What to work on
Below are records to be output exactly, every one of them.

== == ==

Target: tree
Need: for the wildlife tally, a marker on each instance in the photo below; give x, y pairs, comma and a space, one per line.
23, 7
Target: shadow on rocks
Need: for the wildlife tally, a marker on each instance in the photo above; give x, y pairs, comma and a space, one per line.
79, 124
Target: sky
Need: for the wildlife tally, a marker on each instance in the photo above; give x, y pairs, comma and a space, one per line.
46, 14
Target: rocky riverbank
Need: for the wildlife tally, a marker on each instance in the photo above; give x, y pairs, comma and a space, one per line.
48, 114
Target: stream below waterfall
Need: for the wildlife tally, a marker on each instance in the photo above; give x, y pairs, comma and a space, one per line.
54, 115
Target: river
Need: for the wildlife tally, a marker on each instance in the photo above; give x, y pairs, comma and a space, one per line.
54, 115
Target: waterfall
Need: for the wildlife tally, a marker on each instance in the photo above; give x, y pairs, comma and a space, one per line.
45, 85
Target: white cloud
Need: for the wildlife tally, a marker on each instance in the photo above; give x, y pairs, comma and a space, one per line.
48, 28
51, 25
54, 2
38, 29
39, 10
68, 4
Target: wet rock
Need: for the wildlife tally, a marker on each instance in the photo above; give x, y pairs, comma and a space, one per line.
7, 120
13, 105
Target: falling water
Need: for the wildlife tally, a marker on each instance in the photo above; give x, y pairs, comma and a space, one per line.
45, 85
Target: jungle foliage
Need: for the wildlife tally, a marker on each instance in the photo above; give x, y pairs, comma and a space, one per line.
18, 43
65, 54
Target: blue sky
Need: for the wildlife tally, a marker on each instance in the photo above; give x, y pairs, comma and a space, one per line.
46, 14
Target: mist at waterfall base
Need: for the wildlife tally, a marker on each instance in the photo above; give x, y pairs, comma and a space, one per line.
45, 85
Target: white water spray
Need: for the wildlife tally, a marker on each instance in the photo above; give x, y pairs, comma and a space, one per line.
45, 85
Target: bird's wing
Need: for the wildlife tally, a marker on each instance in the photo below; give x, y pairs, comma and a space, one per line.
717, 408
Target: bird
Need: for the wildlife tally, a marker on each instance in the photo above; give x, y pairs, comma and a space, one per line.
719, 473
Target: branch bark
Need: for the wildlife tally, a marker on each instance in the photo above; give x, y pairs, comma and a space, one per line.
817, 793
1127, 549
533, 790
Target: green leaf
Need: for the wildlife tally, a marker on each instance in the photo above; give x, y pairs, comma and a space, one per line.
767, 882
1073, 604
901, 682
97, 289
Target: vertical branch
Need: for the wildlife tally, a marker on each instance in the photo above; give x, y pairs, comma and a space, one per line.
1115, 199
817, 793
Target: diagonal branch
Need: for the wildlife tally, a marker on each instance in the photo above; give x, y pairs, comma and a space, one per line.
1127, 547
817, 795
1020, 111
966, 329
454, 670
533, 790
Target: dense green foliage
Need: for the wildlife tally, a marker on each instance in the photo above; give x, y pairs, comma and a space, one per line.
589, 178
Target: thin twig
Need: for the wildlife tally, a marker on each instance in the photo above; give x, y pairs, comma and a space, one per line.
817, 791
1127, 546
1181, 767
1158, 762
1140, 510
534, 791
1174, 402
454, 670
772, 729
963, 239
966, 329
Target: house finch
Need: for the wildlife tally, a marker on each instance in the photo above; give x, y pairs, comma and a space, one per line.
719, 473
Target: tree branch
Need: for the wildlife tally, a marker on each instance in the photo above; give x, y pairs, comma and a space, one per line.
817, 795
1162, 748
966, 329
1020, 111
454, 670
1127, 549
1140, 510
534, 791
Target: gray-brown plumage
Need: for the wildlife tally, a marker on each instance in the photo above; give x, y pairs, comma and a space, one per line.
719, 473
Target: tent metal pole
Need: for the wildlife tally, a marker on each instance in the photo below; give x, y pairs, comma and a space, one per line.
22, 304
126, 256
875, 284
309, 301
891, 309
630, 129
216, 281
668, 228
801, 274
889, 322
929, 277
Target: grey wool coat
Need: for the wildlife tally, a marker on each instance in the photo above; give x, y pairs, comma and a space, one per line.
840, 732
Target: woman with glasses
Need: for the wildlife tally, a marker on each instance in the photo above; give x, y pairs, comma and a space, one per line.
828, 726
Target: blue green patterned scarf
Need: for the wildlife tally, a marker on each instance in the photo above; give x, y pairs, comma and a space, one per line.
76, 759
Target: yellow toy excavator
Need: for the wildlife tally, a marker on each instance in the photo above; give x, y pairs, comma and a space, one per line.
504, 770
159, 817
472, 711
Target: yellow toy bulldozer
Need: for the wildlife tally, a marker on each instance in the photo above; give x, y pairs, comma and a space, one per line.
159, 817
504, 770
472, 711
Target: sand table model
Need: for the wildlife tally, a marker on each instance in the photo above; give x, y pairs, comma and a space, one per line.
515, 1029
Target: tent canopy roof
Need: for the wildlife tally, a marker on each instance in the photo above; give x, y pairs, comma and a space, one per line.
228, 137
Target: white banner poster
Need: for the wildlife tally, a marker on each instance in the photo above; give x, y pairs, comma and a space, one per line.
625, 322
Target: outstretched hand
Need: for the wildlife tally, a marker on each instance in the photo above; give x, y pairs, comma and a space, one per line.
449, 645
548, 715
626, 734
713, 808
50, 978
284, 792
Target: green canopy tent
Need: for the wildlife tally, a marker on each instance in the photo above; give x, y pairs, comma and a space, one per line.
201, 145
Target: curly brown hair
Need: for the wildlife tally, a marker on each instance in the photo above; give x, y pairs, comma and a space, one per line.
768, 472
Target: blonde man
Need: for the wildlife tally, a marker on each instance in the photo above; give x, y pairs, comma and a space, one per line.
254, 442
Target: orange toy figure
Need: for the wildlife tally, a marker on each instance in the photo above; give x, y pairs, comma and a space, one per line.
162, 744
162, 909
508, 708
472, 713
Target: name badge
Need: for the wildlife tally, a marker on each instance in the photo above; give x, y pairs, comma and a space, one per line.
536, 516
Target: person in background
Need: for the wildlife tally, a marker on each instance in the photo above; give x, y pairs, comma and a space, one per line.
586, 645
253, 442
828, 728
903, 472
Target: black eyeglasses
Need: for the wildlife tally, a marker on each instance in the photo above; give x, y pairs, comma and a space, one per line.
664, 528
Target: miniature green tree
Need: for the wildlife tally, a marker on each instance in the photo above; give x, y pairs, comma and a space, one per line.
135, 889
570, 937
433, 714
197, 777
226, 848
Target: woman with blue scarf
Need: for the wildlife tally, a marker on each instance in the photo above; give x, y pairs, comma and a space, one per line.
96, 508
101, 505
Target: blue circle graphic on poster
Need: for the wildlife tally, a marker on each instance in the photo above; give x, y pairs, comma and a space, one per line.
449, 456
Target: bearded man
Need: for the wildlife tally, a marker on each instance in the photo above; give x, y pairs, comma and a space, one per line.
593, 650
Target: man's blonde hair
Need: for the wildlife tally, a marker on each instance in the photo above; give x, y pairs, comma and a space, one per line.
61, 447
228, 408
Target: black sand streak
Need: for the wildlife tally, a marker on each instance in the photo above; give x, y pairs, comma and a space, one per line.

== == ==

Full response
Target: tree
Need: for the wildlife tally, a marker on each instance in the photo below; give x, y pairs, comma and a space, one per line.
23, 7
Target: shadow on rocks
Need: for the wildlife tally, a marker on each instance in the photo above; give x, y pairs, comma and a space, one per line.
79, 124
Target: sky
Need: for the wildlife tally, a marker on each instance in the photo above; give x, y pairs, comma and a space, one per line.
46, 14
Target: rocky riverbank
Need: for the wildlife tally, a marker on each instance in the photo above; give x, y pairs, comma and a space, one per line.
48, 114
Target: stream below waterfall
Need: for the wildlife tally, a marker on each instance in the photo above; give x, y pairs, comma and a space, one per line.
54, 115
Target: river
Need: for the wildlife tally, a marker on each instance in the photo above; give x, y pairs, comma and a space, one per line.
54, 115
Target: waterfall
Need: for the wildlife tally, a marker on each instance in the photo above; give x, y pairs, comma and a space, one per line.
45, 85
Target: white cloud
Need: for the wildlife tally, a marker on each instance in the photo above; give x, y pairs, comma and a space, one per line.
48, 28
51, 25
54, 2
38, 29
39, 10
68, 4
Target: wet rock
Need: for the wildlife tally, a marker on each instance in the photo above; give x, y pairs, comma and a space, one per line.
7, 120
13, 105
Target: falling water
Need: for the wildlife tally, a marker on each instance in the photo above; give x, y pairs, comma and a space, one per line.
45, 85
Target: jungle foliage
Need: for the wildlife tally, a marker on each instance in the photo above; give x, y pairs, comma and a space, one per line.
18, 43
65, 54
Target: blue sky
Need: for the wildlife tally, a marker on each instance in the photo above; give x, y pairs, comma and a space, one per line.
46, 14
Target: mist at waterfall base
Need: for the wildlife tally, a marker on each instance in the photo above; give x, y pairs, comma and a space, one per line.
45, 85
Target: white water spray
Need: for the wildlife tally, a marker on each instance in the photo above; give x, y pairs, comma and a space, one per line.
45, 85
Target: bird's wing
Need: for the wildlife tally, a marker on each instance in the photo below; give x, y pairs, comma and a space, one per line.
717, 408
Target: bird
Need: for the wildlife tally, a marker on each instance in the photo above; give x, y pairs, comma and a space, one per line.
719, 473
Target: branch bark
Need: for the wildlife tally, a marker on each instance in the photo above; give x, y pairs, comma and a space, one per line.
817, 793
1127, 549
533, 790
Target: green leaf
Need: for the wildlife tally, a marker on each instance in the photo above; give x, y pairs, comma and a space, one per line.
767, 882
1073, 604
901, 682
97, 289
Target: vertical branch
Need: for the wildlife tally, a marker on each instance in the photo above; give x, y pairs, comma and a space, one per line.
1115, 199
817, 793
Target: diagonal branch
Need: for the wildlife tally, a marker on each instance in the photo above; give x, y pairs, comma and a space, one per line.
1127, 547
817, 795
1020, 111
966, 329
454, 670
533, 790
Target: dense green foliage
Need: for the wildlife tally, a marker on each instance in the photo above; give x, y pairs, comma and a space, one per line.
589, 178
Target: thin twig
Need: for the wildlife tally, a marker on each instance in the photo above; give x, y pairs, comma and a space, one per line.
817, 791
1127, 546
1181, 767
1158, 762
1140, 510
534, 791
1174, 402
454, 670
772, 729
963, 239
966, 329
Target: house finch
Need: for the wildlife tally, a marker on each instance in the photo above; give x, y pairs, comma and a space, one per line.
719, 473
Target: tree branch
Need: for the wildlife tally, a marker on each instance in the photo above; give x, y pairs, comma and a space, one per line.
817, 795
1162, 748
966, 329
1020, 111
454, 670
1127, 549
1140, 510
534, 791
Target: gray-brown plumage
Need: for the wildlife tally, a marker on each instance in the photo above; give x, y pairs, comma and a space, one per line.
719, 473
Target: tent metal pole
Need: for the wildlife tally, a marker on each instance in the photo below; give x, y pairs, comma and a space, one per line.
22, 304
126, 256
875, 284
309, 301
891, 309
630, 129
216, 281
668, 228
801, 274
889, 322
929, 277
Target: grey wool coat
Need: for the wildlife tally, a marker on each instance in the photo above; give x, y pairs, comma and a space, one per line.
840, 732
Target: woman with glasses
Need: for the wildlife tally, a marker on each instance in the photo above; give x, y pairs, comma and a space, one per line.
828, 726
Target: blue green patterned scarf
Need: for the wildlife tally, a marker on each instance in the photo above; give x, y pairs, comma and a space, one per line.
76, 759
Target: yellow toy excavator
Need: for the wildlife tally, a marker on each instance in the photo above; give x, y pairs, comma and a space, one per line.
504, 770
159, 817
472, 711
Target: yellow toy bulldozer
Need: for the wildlife tally, a marker on each instance in the photo above; give x, y pairs, comma and a space, one per line.
159, 817
504, 770
472, 711
Target: sand table model
Need: for the wildlife tally, a marker on each instance in the photo above; give x, y pairs, comma and a space, one per line.
515, 1029
Target: tent canopy roof
Need: for the wildlife tally, a marker on each instance in the photo above; give x, y pairs, comma and a space, one per line.
228, 137
Target: white banner poster
Need: for the wildlife tally, a marker on each instance in the photo above; give x, y pairs, comma and a space, one per line.
625, 322
Target: outstretched hand
Need: for the wildlife tally, a marker on each instance in the photo above; give x, y pairs, comma and a space, one per line.
449, 645
548, 715
626, 734
713, 808
50, 978
284, 792
Target: green canopy tent
Need: for the wildlife tally, a marker on each instance in the photo above; give x, y pairs, comma and a space, one per line.
201, 145
Target: curly brown hair
Need: for the wildlife tally, a marker on each instance in the photo above; give x, y pairs, comma and a space, one per line.
768, 472
Target: blonde man
Need: for the wildlife tally, a marker on each instance in the photo above; give x, y pairs, comma and a space, one per line.
254, 442
Target: orange toy figure
Need: for the wildlife tally, a marker on each instance in the photo above; give x, y pairs, comma and a space, one per line.
162, 744
162, 909
508, 708
472, 713
Target: name badge
Need: for the wildlife tally, a marker on each instance in the photo above; give x, y pairs, comma and a space, one per line.
536, 516
Target: person in background
Need: for the wildlife tally, a marker on each instance in the photo above; give x, y pairs, comma and a space, one per line.
586, 645
253, 442
828, 728
903, 472
Target: black eyeglasses
Need: for the wildlife tally, a marker on each instance in the photo above; give x, y pairs, comma and a space, one per line.
664, 528
Target: miniature green tree
Need: for the wildlife tally, a marker on each instance in the photo above; give x, y pairs, comma and a space, one per line.
135, 889
570, 937
433, 714
197, 777
226, 848
Target: woman with blue scarf
Need: for the wildlife tally, a marker on each instance in the photo above; give x, y pairs, comma and a space, one per line.
96, 508
101, 505
Target: blue circle graphic on poster
Need: for the wildlife tally, a marker on each instance in the photo above; give x, y pairs, comma and a space, one per line.
449, 456
Target: bearded man
Need: for the wildlife tally, a marker on each instance in the photo above; give x, y pairs, comma and a space, one per line.
593, 650
Target: man's blonde hair
Need: for the wildlife tally, a marker on each instance in the photo above; give x, y pairs, comma and a space, one per line.
61, 447
228, 408
Target: black sand streak
Need: for the wildlife tally, a marker on each instance in the photo above; give x, y pairs, comma and a space, one per line.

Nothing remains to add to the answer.